Starting with the first line below, reproduce each line exactly until you have included the one bearing "Target: water surface ripple".

Stored data entries
---
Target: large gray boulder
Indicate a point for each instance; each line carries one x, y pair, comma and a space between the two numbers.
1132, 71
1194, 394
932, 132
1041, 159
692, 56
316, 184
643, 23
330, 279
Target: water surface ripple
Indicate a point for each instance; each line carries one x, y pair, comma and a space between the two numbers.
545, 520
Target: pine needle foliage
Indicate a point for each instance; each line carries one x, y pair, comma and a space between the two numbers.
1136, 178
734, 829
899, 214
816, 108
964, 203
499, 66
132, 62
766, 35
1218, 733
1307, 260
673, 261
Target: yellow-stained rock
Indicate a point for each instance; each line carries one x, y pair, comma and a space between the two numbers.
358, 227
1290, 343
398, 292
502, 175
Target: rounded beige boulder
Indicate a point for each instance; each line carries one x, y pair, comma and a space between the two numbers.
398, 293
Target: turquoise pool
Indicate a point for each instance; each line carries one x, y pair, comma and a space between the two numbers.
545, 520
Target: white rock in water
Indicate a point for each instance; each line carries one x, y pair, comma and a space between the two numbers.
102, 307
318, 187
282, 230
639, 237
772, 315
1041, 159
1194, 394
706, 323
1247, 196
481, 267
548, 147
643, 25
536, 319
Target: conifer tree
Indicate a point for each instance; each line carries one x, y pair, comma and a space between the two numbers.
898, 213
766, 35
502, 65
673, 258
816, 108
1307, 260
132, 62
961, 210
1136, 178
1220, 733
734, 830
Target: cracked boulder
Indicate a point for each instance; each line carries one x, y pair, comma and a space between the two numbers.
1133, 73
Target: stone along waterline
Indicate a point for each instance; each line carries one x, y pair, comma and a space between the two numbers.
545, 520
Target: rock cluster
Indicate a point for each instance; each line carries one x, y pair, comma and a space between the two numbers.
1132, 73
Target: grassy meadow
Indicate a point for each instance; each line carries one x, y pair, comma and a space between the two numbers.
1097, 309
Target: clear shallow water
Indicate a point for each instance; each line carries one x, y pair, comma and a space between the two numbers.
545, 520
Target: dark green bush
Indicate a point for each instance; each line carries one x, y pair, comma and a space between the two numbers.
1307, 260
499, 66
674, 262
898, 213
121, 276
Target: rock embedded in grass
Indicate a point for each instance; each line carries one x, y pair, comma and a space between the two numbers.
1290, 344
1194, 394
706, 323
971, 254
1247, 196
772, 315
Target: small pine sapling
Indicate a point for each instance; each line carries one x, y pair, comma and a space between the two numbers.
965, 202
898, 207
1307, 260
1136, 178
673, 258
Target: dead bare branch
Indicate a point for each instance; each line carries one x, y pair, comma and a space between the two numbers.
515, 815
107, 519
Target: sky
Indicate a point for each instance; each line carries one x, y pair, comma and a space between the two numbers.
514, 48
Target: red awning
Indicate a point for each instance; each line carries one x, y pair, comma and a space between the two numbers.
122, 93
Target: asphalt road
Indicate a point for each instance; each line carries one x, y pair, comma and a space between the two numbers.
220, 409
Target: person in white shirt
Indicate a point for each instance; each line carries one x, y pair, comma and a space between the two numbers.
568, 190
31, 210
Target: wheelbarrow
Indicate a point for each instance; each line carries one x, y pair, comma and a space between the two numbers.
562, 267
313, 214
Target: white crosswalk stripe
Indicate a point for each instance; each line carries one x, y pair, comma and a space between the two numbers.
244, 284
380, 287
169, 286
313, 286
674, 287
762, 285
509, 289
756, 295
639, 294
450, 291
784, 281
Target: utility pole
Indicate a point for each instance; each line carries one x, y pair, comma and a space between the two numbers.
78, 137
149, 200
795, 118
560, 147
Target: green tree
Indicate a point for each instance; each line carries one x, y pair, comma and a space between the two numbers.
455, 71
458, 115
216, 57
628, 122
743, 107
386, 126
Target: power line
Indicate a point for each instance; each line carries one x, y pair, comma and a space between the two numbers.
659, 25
---
## RESPONSE AREA
Target: large gray boulder
Indicate a point for each instance; each line carries one x, y pair, comma and a space between the two numbers.
1132, 71
1194, 394
932, 132
1041, 159
692, 56
316, 184
643, 23
330, 279
Target: water surface ripple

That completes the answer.